* SET OF TASKS
1. Can you reproduce the passage on cut and paste word for word?
2. Can you output the records from the line containing "Identify the black nose" through the end of the records as a JSON list of strings, one string per line, with blank lines left out?

Omega wrote:Nice copy/paste... bruh.
In human–computer interaction, cut and paste and copy and paste are related commands that offer a user-interface interprocess communication technique for transferring data. The cut command removes the selected data from its original position, while the copy command creates a duplicate; in both cases the selected data is placed in a clipboard. The data in the clipboard is later inserted in the position where the paste command is issued.
The command names are an interface metaphor based on the physical procedure used in manuscript editing to create a page layout.
This interaction technique has close associations with related techniques in graphical user interfaces that use pointing devices such as a computer mouse (by drag and drop, for example).
The capability to replicate information with ease, changing it between contexts and applications, involves privacy concerns because of the risks of disclosure when handling sensitive information. Terms like cloning, copy forward, carry forward, or re-use refer to the dissemination of such information through documents, and may be subject to regulation by administrative bodies.[1]
The term "cut and paste" comes from the traditional practice in manuscript-editings whereby people would literally cut paragraphs from a page with scissors and physically paste them onto another page. This practice remained standard into the 1980s. Stationery stores formerly sold "editing scissors" with blades long enough to cut an 8½"-wide page. The advent of photocopiers made the practice easier and more flexible.
The act of copying/transferring text from one part of a computer-based document ("buffer") to a different location within the same or different computer-based document was a part of the earliest on-line computer editors. As soon as computer data entry moved from punch-cards to online files (in the mid/late 1960s) there were "commands" for accomplishing this operation. This mechanism was often used to transfer frequently-used commands or text snippets from additional buffers into the document, as was the case with the QED editor.[2]
The earliest editors, since they were designed for teleprinter terminals, provided keyboard commands to delineate contiguous regions of text, remove such regions, or move them to some other location in the file. Since moving a region of text required first removing it from its initial location and then inserting it into its new location various schemes had to be invented to allow for this multi-step process to be specified by the user.

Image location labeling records
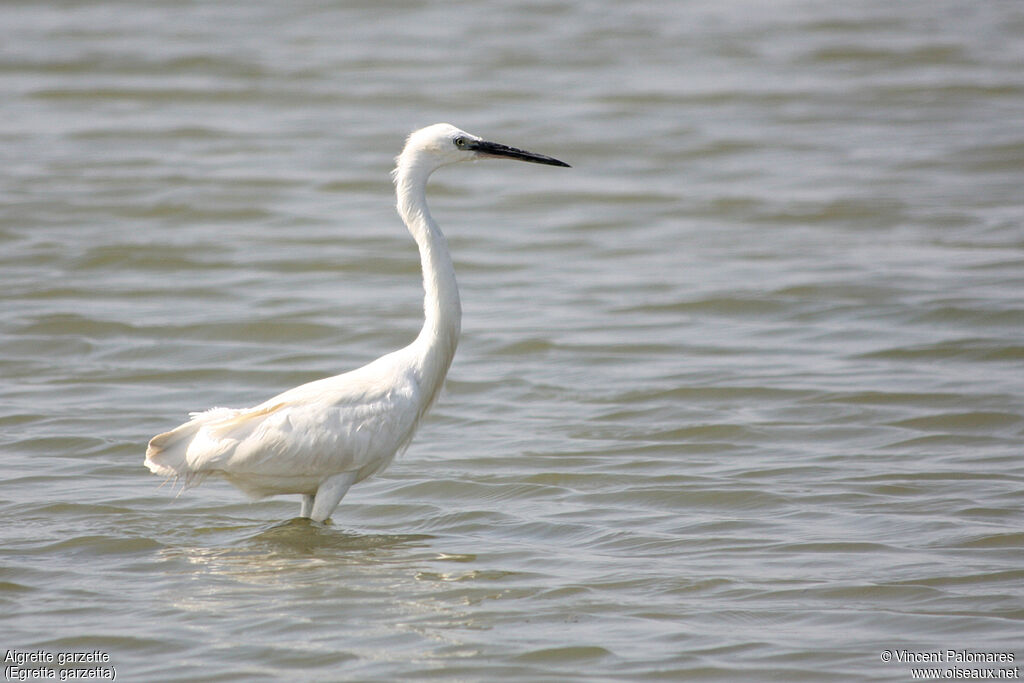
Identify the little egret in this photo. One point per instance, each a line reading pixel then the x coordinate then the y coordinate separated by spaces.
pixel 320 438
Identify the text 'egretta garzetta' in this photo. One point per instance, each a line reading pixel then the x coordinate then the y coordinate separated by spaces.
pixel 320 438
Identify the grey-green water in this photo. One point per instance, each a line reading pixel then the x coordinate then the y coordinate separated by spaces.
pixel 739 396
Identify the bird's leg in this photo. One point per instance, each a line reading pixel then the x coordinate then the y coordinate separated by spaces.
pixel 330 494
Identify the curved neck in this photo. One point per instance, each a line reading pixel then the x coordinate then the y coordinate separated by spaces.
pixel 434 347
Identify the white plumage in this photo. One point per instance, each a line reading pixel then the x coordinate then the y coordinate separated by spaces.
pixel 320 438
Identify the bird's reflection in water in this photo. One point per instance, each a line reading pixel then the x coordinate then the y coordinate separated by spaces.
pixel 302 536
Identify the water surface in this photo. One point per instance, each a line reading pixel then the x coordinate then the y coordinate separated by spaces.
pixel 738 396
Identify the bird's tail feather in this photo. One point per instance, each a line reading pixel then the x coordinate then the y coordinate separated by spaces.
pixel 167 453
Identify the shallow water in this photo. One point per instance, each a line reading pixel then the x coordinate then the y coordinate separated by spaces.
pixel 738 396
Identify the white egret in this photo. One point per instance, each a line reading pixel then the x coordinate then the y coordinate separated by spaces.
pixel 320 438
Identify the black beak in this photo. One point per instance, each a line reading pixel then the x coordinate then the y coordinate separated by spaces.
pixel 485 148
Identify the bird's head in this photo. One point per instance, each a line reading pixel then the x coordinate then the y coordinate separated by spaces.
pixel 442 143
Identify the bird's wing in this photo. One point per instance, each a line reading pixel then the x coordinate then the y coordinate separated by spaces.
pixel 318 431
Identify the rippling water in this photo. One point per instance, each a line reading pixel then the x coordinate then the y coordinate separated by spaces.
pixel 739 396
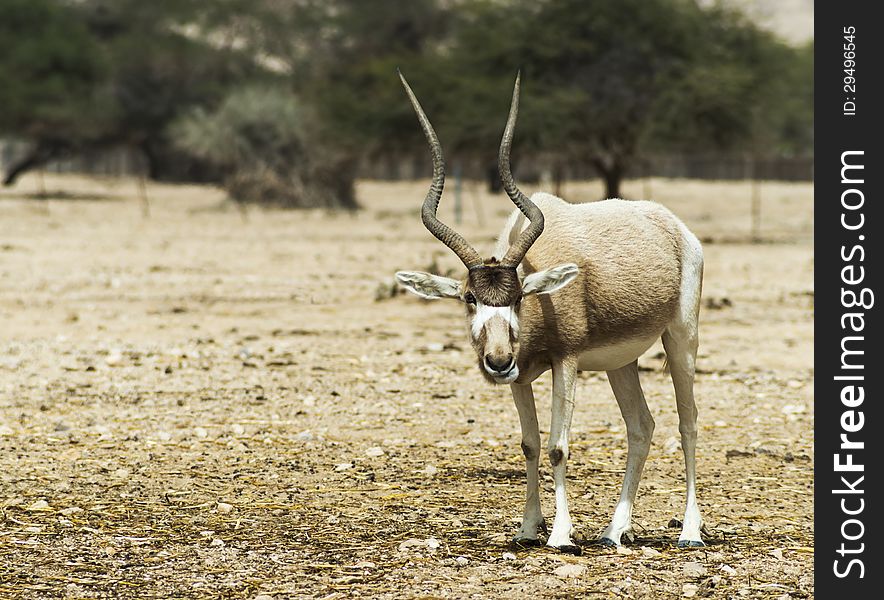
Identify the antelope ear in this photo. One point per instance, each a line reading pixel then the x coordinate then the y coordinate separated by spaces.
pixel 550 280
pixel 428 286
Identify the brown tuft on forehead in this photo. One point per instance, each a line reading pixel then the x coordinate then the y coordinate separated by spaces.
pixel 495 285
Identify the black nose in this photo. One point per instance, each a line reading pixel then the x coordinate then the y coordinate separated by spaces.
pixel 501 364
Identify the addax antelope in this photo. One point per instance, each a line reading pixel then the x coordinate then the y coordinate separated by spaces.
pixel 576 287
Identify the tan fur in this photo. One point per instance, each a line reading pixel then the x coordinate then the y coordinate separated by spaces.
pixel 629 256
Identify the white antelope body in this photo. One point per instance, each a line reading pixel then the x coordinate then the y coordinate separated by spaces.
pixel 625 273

* ANSWERS
1.
Omega wrote:Nice copy/paste... bruh.
In human–computer interaction, cut and paste and copy and paste are related commands that offer a user-interface interprocess communication technique for transferring data. The cut command removes the selected data from its original position, while the copy command creates a duplicate; in both cases the selected data is placed in a clipboard. The data in the clipboard is later inserted in the position where the paste command is issued.
The command names are an interface metaphor based on the physical procedure used in manuscript editing to create a page layout.
This interaction technique has close associations with related techniques in graphical user interfaces that use pointing devices such as a computer mouse (by drag and drop, for example).
The capability to replicate information with ease, changing it between contexts and applications, involves privacy concerns because of the risks of disclosure when handling sensitive information. Terms like cloning, copy forward, carry forward, or re-use refer to the dissemination of such information through documents, and may be subject to regulation by administrative bodies.[1]
The term "cut and paste" comes from the traditional practice in manuscript-editings whereby people would literally cut paragraphs from a page with scissors and physically paste them onto another page. This practice remained standard into the 1980s. Stationery stores formerly sold "editing scissors" with blades long enough to cut an 8½"-wide page. The advent of photocopiers made the practice easier and more flexible.
The act of copying/transferring text from one part of a computer-based document ("buffer") to a different location within the same or different computer-based document was a part of the earliest on-line computer editors. As soon as computer data entry moved from punch-cards to online files (in the mid/late 1960s) there were "commands" for accomplishing this operation. This mechanism was often used to transfer frequently-used commands or text snippets from additional buffers into the document, as was the case with the QED editor.[2]
The earliest editors, since they were designed for teleprinter terminals, provided keyboard commands to delineate contiguous regions of text, remove such regions, or move them to some other location in the file. Since moving a region of text required first removing it from its initial location and then inserting it into its new location various schemes had to be invented to allow for this multi-step process to be specified by the user.

2.
[
  "Identify the black nose in this photo. One point per instance, each a line reading pixel then the x coordinate then the y coordinate separated by spaces.",
  "pixel 501 364",
  "Identify the addax antelope in this photo. One point per instance, each a line reading pixel then the x coordinate then the y coordinate separated by spaces.",
  "pixel 576 287",
  "Identify the tan fur in this photo. One point per instance, each a line reading pixel then the x coordinate then the y coordinate separated by spaces.",
  "pixel 629 256",
  "Identify the white antelope body in this photo. One point per instance, each a line reading pixel then the x coordinate then the y coordinate separated by spaces.",
  "pixel 625 273"
]